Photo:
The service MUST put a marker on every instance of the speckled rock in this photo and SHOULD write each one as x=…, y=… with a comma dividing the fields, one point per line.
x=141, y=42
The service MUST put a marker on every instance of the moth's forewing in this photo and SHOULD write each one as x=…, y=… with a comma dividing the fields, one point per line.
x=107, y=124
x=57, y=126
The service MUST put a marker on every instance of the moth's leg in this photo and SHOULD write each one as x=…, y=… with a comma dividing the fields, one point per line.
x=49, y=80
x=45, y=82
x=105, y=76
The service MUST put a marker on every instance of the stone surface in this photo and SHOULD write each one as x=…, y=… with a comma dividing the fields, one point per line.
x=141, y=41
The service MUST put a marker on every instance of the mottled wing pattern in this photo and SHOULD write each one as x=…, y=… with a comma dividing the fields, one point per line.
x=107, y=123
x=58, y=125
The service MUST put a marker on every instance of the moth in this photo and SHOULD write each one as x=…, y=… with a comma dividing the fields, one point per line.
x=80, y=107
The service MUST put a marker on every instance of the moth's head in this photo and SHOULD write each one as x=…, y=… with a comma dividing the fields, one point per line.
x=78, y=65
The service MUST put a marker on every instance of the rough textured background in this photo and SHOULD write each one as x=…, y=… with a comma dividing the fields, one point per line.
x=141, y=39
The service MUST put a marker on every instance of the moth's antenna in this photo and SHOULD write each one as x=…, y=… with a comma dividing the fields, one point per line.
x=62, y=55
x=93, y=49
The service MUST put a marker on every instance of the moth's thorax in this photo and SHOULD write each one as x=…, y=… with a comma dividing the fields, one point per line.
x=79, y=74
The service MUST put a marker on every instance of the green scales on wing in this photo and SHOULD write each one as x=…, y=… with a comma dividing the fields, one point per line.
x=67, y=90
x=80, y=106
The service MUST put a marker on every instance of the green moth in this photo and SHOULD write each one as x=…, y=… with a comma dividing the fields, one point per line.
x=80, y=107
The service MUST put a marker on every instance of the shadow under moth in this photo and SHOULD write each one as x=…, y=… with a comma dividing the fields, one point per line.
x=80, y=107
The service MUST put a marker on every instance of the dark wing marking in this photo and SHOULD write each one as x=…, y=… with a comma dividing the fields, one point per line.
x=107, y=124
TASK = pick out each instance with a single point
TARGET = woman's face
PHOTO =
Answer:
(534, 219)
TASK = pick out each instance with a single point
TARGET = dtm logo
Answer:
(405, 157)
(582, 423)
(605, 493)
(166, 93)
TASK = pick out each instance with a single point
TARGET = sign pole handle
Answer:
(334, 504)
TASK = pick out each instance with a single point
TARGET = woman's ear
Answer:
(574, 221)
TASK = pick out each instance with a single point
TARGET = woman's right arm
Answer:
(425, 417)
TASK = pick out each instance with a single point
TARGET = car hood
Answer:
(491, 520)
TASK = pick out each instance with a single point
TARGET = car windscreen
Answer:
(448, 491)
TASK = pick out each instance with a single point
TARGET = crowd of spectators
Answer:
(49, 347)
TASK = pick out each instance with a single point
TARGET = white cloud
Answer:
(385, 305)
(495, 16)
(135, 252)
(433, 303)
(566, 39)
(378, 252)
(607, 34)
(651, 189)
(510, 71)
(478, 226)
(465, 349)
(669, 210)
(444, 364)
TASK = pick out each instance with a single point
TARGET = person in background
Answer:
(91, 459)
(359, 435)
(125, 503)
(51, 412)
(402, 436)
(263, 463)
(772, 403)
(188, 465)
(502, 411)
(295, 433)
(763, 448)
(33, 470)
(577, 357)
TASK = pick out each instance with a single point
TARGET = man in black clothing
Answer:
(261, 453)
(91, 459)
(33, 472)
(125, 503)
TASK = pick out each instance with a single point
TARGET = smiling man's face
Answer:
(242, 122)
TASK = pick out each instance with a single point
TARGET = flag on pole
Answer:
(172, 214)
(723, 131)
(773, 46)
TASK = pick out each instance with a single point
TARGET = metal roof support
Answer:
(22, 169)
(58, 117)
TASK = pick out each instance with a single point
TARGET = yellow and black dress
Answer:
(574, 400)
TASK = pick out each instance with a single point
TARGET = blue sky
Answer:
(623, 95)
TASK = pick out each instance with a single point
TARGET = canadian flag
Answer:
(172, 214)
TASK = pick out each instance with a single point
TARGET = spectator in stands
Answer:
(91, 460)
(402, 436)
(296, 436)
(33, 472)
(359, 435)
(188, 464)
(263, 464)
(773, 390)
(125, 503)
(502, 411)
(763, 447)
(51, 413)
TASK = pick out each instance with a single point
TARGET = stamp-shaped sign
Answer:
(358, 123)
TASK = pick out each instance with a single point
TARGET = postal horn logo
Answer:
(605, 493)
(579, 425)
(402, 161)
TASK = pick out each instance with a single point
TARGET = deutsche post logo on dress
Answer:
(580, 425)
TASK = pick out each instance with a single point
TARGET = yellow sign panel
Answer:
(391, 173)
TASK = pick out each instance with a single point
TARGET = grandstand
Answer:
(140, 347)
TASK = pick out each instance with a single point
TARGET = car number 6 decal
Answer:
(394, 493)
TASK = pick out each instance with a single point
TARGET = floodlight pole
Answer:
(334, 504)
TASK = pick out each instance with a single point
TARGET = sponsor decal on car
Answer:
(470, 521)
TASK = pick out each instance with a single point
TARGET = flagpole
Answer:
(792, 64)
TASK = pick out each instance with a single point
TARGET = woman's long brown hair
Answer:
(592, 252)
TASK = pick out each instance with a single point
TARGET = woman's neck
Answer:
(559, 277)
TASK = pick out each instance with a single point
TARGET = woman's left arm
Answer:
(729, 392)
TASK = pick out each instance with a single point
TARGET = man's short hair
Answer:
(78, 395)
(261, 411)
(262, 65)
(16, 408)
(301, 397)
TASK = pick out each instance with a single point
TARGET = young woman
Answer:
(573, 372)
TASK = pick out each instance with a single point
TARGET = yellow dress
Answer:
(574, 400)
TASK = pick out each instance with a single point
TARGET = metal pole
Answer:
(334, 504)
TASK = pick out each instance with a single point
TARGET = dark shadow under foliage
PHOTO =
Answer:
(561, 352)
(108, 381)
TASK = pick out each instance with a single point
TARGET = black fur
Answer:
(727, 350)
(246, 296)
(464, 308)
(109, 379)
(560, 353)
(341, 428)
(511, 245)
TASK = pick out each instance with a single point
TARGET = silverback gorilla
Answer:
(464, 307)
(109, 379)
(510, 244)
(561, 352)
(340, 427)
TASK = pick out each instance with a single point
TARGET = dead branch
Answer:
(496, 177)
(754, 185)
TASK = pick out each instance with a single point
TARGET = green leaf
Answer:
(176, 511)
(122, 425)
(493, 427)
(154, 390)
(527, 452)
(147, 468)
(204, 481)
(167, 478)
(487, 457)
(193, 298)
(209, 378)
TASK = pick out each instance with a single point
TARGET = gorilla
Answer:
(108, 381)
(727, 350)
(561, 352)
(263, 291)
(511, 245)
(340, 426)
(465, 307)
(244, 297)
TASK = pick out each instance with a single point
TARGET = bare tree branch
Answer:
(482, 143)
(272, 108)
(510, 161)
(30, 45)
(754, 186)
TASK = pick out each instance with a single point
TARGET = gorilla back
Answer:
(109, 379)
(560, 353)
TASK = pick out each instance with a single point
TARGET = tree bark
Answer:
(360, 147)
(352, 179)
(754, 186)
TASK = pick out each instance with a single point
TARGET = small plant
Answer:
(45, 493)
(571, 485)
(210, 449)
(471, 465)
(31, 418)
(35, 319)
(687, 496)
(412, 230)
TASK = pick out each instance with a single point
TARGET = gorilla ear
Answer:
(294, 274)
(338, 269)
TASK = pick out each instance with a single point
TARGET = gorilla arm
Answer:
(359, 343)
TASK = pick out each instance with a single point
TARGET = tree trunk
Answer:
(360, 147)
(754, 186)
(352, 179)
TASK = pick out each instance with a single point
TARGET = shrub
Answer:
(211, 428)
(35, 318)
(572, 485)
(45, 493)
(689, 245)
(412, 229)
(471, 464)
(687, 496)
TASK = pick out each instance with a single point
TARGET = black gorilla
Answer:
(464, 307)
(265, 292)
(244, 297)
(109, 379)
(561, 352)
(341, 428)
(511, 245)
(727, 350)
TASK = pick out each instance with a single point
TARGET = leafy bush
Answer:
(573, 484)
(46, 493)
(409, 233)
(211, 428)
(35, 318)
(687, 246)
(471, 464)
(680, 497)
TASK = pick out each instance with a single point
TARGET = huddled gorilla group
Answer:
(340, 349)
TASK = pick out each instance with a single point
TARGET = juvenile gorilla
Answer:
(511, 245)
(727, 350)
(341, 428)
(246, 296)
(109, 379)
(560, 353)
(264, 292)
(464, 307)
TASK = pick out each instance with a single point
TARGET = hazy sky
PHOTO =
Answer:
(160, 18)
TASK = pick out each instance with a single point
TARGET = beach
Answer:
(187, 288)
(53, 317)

### Description of the task:
Arrange the records from the start through the line containing "x=105, y=76" (that line included) as a two-column CSV with the columns label_text and marked_points. Give one row per record, with each field in quotes and line breaks replaced by spaces.

### The answer:
label_text,marked_points
"Photo: The service MUST put a marker on every instance of the speckled rock in this photo and SHOULD write each one as x=…, y=… with a comma dividing the fields, one point per line.","x=141, y=42"
"The service MUST put a marker on every instance of the moth's forewing in this photo and SHOULD write each one as x=…, y=… with a comma dividing the fields, one point per line.","x=107, y=124 x=57, y=126"
"The service MUST put a marker on every instance of the moth's leg in this photo and SHOULD write each one as x=…, y=… with a comma dividing the fields, one point per line.","x=49, y=80 x=45, y=82 x=105, y=76"